# TO DO
Switch each instance of "fireplace" to "hearth" throughout the data below, and reproduce every line with no other change.
^^^^
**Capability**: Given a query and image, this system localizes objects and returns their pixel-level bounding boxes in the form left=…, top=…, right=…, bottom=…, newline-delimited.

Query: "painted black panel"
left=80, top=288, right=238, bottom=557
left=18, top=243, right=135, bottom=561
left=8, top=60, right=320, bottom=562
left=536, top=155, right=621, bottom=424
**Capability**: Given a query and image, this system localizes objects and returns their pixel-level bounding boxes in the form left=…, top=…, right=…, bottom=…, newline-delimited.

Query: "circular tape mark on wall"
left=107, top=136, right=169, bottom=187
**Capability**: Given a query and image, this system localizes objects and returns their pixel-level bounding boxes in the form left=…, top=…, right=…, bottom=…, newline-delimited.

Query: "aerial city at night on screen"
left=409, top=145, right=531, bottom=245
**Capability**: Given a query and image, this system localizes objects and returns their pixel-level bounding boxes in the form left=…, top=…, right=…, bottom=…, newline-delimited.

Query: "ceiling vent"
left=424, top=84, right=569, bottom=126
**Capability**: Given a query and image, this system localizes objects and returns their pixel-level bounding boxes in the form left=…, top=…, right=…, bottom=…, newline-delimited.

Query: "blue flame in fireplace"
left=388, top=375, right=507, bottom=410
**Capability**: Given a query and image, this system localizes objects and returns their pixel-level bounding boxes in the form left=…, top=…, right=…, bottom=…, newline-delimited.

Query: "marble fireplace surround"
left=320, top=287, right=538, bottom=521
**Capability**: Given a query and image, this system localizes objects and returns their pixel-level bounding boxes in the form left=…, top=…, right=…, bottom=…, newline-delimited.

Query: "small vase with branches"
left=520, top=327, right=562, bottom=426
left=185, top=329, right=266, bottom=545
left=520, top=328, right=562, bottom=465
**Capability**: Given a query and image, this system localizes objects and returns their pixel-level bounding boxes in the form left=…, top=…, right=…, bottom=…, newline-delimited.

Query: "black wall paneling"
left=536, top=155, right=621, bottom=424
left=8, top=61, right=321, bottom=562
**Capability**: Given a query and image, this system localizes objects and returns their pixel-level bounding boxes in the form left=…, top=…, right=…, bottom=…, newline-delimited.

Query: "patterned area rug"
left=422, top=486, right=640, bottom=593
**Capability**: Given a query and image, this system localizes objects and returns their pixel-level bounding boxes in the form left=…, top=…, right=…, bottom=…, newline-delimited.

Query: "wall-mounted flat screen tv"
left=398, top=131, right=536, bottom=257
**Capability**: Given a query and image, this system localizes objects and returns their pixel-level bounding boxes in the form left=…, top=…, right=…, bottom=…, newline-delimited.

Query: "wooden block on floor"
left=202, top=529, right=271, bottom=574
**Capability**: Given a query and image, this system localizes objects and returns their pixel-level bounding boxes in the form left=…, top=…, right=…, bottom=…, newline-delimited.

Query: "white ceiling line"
^^^^
# SOLUTION
**Capability**: Given a query and image, this system localizes objects and returns their pixel-level bounding boxes in the form left=…, top=…, right=…, bottom=…, newline-delimited.

Query: "painted black panel"
left=80, top=288, right=238, bottom=557
left=18, top=243, right=135, bottom=561
left=8, top=60, right=320, bottom=562
left=536, top=155, right=621, bottom=424
**Capability**: Given a query and image, this system localizes objects and returns their pixel-level bounding boxes in the form left=…, top=…, right=…, bottom=…, newline-delimited.

Query: "circular tape mark on wall"
left=107, top=136, right=169, bottom=187
**Capability**: Given a query and image, this system localizes objects and returns their pixel-level bounding boxes in the form left=…, top=…, right=…, bottom=…, newline-delimited.

Query: "aerial city at night on screen"
left=409, top=145, right=531, bottom=245
**Capability**: Given a query and image, this system localizes objects and returns their pixel-level bounding boxes in the form left=…, top=…, right=…, bottom=…, newline-delimited.

Query: "ceiling vent"
left=424, top=84, right=569, bottom=126
**Capability**: Given a query and image, this system localizes objects and returns their pixel-level bounding boxes in the form left=…, top=…, right=…, bottom=…, newline-delimited.

Query: "blue flame in hearth"
left=388, top=375, right=507, bottom=410
**Capability**: Given a query and image, this system localizes objects and returns their pixel-level bounding boxes in the form left=…, top=…, right=…, bottom=…, newline-delimited.

Query: "marble hearth surround"
left=320, top=287, right=538, bottom=521
**Capability**: Given a query and image, this system localizes objects and returns their pixel-level bounding boxes in the form left=…, top=…, right=…, bottom=…, newline-delimited.

Query: "small vase with branches"
left=520, top=327, right=562, bottom=426
left=185, top=329, right=266, bottom=545
left=520, top=328, right=562, bottom=465
**Capability**: Given a query and image, this system localizes objects and returns their pixel-level bounding boxes in the form left=…, top=…, right=…, bottom=…, newline-delimited.

Query: "black wall paneling"
left=536, top=155, right=621, bottom=424
left=8, top=61, right=321, bottom=562
**Capability**: Given a query and image, this system localizes objects and returns their pixel-level bounding boxes in the form left=…, top=…, right=…, bottom=…, newline-delimited.

Query: "patterned area rug"
left=422, top=486, right=640, bottom=593
**Capability**: Given a query and image, this system localizes objects and returns their pixel-level bounding boxes in the form left=…, top=…, right=…, bottom=…, newline-delimited.

Query: "wall-mounted flat screen tv"
left=398, top=131, right=536, bottom=257
**Capability**: Given a query and image, this system localizes objects and returns their pixel-level bounding boxes in the form left=…, top=…, right=…, bottom=…, newline-delimited.

Query: "wooden block on floor"
left=202, top=529, right=271, bottom=574
**Capability**: Given a query and image, this system localizes objects and returns their pixel-level bounding boxes in the form left=…, top=…, right=…, bottom=…, newline-delimited.

Query: "white ceiling line"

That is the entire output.